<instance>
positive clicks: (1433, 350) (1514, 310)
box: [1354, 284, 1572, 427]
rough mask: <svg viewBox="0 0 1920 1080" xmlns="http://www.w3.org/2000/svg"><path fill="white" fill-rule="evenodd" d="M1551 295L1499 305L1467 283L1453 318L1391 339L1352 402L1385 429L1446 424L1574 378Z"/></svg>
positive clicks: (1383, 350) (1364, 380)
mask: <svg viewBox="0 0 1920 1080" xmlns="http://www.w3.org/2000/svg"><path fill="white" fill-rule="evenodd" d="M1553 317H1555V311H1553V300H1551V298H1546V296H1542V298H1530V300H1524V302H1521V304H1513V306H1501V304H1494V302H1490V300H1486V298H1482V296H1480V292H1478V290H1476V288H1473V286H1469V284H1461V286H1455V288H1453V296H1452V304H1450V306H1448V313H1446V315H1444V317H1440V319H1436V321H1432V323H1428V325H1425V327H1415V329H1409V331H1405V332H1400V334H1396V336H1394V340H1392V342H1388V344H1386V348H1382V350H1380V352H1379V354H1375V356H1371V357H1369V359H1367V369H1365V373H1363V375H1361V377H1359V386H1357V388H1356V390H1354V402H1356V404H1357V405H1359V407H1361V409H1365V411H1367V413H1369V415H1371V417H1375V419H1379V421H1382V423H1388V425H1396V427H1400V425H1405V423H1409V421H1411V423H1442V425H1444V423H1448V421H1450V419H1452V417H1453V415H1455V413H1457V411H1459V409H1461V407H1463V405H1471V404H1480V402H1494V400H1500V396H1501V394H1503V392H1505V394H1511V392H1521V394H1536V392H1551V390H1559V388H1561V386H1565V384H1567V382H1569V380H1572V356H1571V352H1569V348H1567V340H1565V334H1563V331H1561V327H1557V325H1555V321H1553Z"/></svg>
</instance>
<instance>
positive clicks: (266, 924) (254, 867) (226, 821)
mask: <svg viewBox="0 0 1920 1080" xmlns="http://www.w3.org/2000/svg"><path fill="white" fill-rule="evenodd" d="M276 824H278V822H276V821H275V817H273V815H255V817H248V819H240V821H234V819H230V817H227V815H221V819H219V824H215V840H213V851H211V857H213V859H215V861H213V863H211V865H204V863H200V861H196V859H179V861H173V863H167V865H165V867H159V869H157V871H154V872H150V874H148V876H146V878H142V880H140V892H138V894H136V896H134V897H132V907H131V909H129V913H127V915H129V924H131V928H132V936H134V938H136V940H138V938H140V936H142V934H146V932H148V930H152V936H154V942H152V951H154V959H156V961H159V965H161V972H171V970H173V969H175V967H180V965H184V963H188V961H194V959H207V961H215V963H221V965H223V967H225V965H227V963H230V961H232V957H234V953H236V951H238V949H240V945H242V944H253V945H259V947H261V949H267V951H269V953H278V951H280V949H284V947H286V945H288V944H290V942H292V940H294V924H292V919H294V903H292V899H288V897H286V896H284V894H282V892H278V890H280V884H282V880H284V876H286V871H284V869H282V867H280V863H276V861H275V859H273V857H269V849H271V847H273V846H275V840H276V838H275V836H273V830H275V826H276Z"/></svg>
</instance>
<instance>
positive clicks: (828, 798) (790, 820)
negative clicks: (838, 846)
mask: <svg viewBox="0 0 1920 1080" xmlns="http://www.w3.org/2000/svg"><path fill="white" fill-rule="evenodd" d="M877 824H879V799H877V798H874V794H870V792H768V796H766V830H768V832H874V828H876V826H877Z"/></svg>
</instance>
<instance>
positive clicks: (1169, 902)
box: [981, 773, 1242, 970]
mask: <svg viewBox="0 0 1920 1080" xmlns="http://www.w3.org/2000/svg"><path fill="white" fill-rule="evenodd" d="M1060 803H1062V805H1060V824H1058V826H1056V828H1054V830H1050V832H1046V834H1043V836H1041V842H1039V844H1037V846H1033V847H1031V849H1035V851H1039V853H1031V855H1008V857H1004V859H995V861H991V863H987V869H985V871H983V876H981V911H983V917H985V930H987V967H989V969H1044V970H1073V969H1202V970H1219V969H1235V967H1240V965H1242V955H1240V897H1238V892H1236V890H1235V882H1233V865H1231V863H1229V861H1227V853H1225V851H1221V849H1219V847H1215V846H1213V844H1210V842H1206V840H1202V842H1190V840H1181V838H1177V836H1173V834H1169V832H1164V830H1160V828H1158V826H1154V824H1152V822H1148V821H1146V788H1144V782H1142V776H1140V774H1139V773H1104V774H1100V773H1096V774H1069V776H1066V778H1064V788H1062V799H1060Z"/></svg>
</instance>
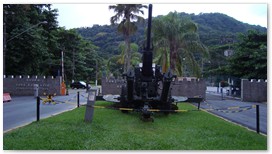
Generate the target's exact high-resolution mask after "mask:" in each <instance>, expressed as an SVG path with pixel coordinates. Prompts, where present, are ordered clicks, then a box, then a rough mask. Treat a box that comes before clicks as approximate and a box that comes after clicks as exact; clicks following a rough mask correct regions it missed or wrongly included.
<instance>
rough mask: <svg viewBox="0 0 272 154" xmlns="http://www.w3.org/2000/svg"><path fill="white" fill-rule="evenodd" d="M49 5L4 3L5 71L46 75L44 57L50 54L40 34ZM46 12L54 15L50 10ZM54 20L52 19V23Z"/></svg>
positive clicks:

● ● ●

TASK OBJECTIVE —
For each line of the entries that includes "rough", show that line.

ANSWER TO THE PROBLEM —
rough mask: <svg viewBox="0 0 1920 1080" xmlns="http://www.w3.org/2000/svg"><path fill="white" fill-rule="evenodd" d="M1551 295L1499 305L1467 283L1453 318L1391 339L1352 402L1385 429L1446 424L1574 378Z"/></svg>
Generate the target's exact high-resolution mask after "mask:" in each <instance>, expressed as an SVG path with pixel coordinates. Prompts, where present, are ordered clicks, then a box, then a rough mask. Treat a box that comes before clicks as approximate and a box that comes after clicks as exact; clicks following a rough mask correct regions it missed or wrongly included.
rough mask: <svg viewBox="0 0 272 154" xmlns="http://www.w3.org/2000/svg"><path fill="white" fill-rule="evenodd" d="M49 5L4 3L5 71L46 75L44 57L50 54L40 34ZM46 12L54 15L50 10ZM54 20L52 19V23Z"/></svg>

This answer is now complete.